What is needed:
Repeat each entry exactly, but do not carry over the pictures.
(Beginning of Data extract)
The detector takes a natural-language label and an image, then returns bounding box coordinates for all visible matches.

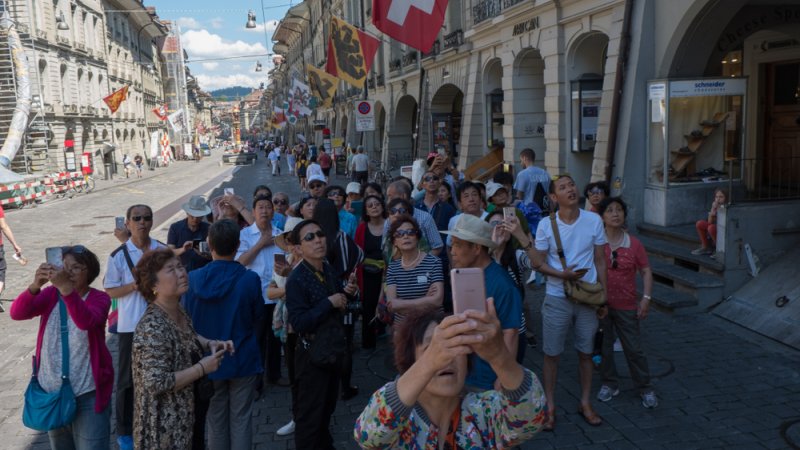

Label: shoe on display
[276,420,295,436]
[613,338,623,352]
[117,435,134,450]
[641,391,659,409]
[596,385,619,403]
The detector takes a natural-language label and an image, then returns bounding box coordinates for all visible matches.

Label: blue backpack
[517,201,543,233]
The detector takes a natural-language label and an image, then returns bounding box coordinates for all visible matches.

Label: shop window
[570,74,603,152]
[721,50,742,78]
[647,78,746,185]
[486,89,503,147]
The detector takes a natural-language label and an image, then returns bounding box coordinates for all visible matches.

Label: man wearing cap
[350,145,369,184]
[168,195,212,272]
[443,214,522,391]
[345,182,363,217]
[486,181,531,238]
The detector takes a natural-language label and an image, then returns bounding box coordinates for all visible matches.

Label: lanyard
[303,261,335,295]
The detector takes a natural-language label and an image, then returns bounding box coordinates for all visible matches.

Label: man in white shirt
[350,145,369,184]
[531,174,608,431]
[236,195,286,386]
[104,204,165,450]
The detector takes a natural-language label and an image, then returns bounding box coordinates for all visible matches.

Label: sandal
[578,405,603,427]
[542,411,556,432]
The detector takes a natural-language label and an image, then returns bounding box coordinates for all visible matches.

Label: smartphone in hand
[45,247,63,269]
[503,207,515,221]
[450,268,486,314]
[224,187,234,196]
[274,253,286,266]
[115,216,125,229]
[198,241,210,253]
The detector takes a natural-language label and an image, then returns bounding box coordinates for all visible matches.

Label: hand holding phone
[115,217,125,230]
[45,247,63,269]
[224,187,234,196]
[503,207,516,221]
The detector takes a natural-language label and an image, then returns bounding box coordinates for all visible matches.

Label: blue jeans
[48,391,110,450]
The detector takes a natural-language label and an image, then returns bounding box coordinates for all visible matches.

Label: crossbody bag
[549,213,606,308]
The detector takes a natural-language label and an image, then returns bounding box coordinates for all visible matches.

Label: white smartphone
[503,207,515,221]
[45,247,63,269]
[450,268,487,314]
[198,241,210,253]
[224,187,234,196]
[115,216,125,229]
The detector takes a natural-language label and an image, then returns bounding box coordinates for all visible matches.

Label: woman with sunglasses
[285,219,358,449]
[595,197,658,409]
[583,181,609,214]
[384,215,444,324]
[354,195,387,349]
[11,245,113,449]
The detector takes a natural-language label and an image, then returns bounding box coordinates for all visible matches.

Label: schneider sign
[669,78,747,98]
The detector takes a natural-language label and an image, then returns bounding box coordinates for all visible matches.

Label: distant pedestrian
[318,148,332,177]
[296,154,308,191]
[307,155,324,182]
[11,245,113,449]
[285,145,295,176]
[269,147,281,176]
[123,154,133,178]
[351,145,369,184]
[133,154,143,178]
[183,220,264,449]
[104,204,165,450]
[596,197,658,409]
[514,148,551,211]
[0,203,23,311]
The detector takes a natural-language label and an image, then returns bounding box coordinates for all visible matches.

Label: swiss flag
[373,0,448,53]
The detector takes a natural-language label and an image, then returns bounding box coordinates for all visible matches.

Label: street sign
[355,100,375,132]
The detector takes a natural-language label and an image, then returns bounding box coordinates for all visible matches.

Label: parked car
[222,146,257,165]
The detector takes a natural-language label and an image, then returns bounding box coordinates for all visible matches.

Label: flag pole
[359,0,369,155]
(End of Data extract)
Response:
The detector takes a natural-language label and an image, then returns bounding box coordinates for all visible matches.


Label: shoe on display
[276,420,295,436]
[613,338,623,352]
[117,435,134,450]
[641,391,659,409]
[596,385,619,403]
The detector takes a natural-language label and an image, then returns bounding box coordinates for all visible matches.

Label: blue backpack
[517,201,543,233]
The detector takes a natural-language label and an image, then returns bounding box coordinates for all visible matches.

Label: shop window
[570,74,603,152]
[721,50,742,78]
[647,78,746,185]
[486,89,503,147]
The detector takes a natural-language label and an image, then returns bounding box coordinates for all visible matches.

Label: man wearing cap
[350,145,369,184]
[168,195,212,272]
[443,214,522,391]
[345,182,363,217]
[486,181,531,238]
The detector takes a natural-language label and an image, then returns bounding box coordinates for all visible matches.

Label: lanyard
[303,261,335,295]
The detector takes a natural-language label and an image, then returns bounding box coordinates for all visible matches.

Label: man in white shirt
[350,145,369,184]
[531,174,608,431]
[236,195,286,386]
[104,204,165,450]
The detector takes a natural-language label and an image, then returns bounding box coordinates for all visible matches.

Label: sandal
[578,405,603,427]
[542,411,556,432]
The detector takes a natural-language label and an image, then returns bounding box coordinates for all visible matches.

Label: smartphone in hand
[45,247,63,269]
[503,207,515,221]
[450,268,486,314]
[224,187,234,196]
[274,253,286,266]
[115,216,125,229]
[198,241,210,253]
The detector takes a natural-language label and an image, then returns bounding box coordinates for all visible matches.

Label: hand holding phone
[115,217,125,230]
[45,247,63,269]
[224,187,234,196]
[503,207,516,221]
The detector takes a natural-language label and an image, then returns bounding box coordinates for all visible matches.

Label: blue jeans
[48,391,110,450]
The detector takes a natural-language label and an image, then returns bounding box coordinates for all visible matches.

Label: crossbody bag
[549,213,606,308]
The detector takes a natural-language label and an image, then returns bounding box coordinates for all visible matches.

Label: white smartphone
[503,207,515,221]
[45,247,63,269]
[450,268,487,314]
[198,241,210,253]
[224,187,234,196]
[115,216,125,229]
The detector takes a natural-language label and an image, then returns bounding box coordinates for all visible matches.

Label: woman with sunglasses
[285,219,358,449]
[595,197,658,409]
[583,181,609,214]
[384,215,444,324]
[354,195,387,349]
[11,245,113,449]
The detector takes a natural-language label and an image, then returns bounding box coordinates for all visible matches.

Label: schneider sign
[669,78,747,98]
The detector takes a natural-language label and an image, then returns bounding box coordinates for all visible matches.

Label: distant pedestrian
[318,148,332,177]
[296,154,308,191]
[307,155,324,182]
[11,245,113,449]
[285,145,295,176]
[269,147,281,176]
[123,154,133,178]
[351,145,369,184]
[133,154,143,178]
[183,220,264,449]
[104,204,165,450]
[596,197,658,409]
[514,148,551,211]
[0,203,23,311]
The detector takes a natural-language label and an image, then returns bounding box coordinates for all visible matches.

Label: swiss flag
[373,0,448,53]
The detector takes a natural-language label and an image, then returns bounding box coordinates for all visible matches.

Label: street sign
[355,100,375,132]
The detector takes a natural-language label and an image, then returns bounding box coordinates for all visible matches.

Label: parked car
[222,146,257,165]
The detector takes a natural-language label and an image, then returns bounding box coordinates for all visible matches.

Label: flag pole
[359,0,369,155]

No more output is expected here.